Italianizzazione dell'Alto Adige

Tirolo storico: mentre la parte meridionale del Tirolo, odierno Trentino, era di lingua italiana, la parte centrale, passata anch'essa all'Italia nel 1919, era abitata a grande maggioranza da popolazioni di lingua tedesca.[1]

Con italianizzazione dell'Alto Adige si intende quel processo, imposto dalle autorità italiane, avvenuto successivamente alla prima guerra mondiale che vide l'adozione della lingua italiana come lingua ufficiale in Alto Adige[2], l'italianizzazione completa della toponomastica ufficiale preesistente tedesca nonché l'immigrazione interna da altre regioni d'Italia, favorita da una politica industriale.[3] La provincia, la cui popolazione nel 1919 era composta da una larga maggioranza di lingua tedesca e da minoranze di lingua italiana e ladina (il 90% madrelingua tedesca e il 4% ladina)[1] divenne ufficialmente parte del Regno d'Italia con il Trattato di Saint-Germain del 1919.

### CONSEGNA SCRITTA 1
Puoi citare testualmente, dal brano sull'italianizzazione dell'Alto Adige, il passo che va da "Con italianizzazione dell'Alto" fino a "Saint-Germain del 1919." incluso?
### CONSEGNA SCRITTA 2
Rispondi in base al brano sull'italianizzazione dell'Alto Adige:
(a) Quale parte del Tirolo storico era di lingua italiana?
(b) Quale percentuale della popolazione della provincia era di madrelingua ladina nel 1919?
(c) Con quale trattato la provincia divenne ufficialmente parte del Regno d'Italia?

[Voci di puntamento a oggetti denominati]
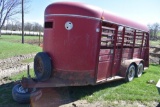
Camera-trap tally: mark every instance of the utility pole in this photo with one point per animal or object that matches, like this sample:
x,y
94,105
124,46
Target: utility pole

### RISPOSTA 1
Con italianizzazione dell'Alto Adige si intende quel processo, imposto dalle autorità italiane, avvenuto successivamente alla prima guerra mondiale che vide l'adozione della lingua italiana come lingua ufficiale in Alto Adige[2], l'italianizzazione completa della toponomastica ufficiale preesistente tedesca nonché l'immigrazione interna da altre regioni d'Italia, favorita da una politica industriale.[3] La provincia, la cui popolazione nel 1919 era composta da una larga maggioranza di lingua tedesca e da minoranze di lingua italiana e ladina (il 90% madrelingua tedesca e il 4% ladina)[1] divenne ufficialmente parte del Regno d'Italia con il Trattato di Saint-Germain del 1919.

### RISPOSTA 2
(a) La parte meridionale, l'odierno Trentino.
(b) Il 4%.
(c) Con il Trattato di Saint-Germain del 1919.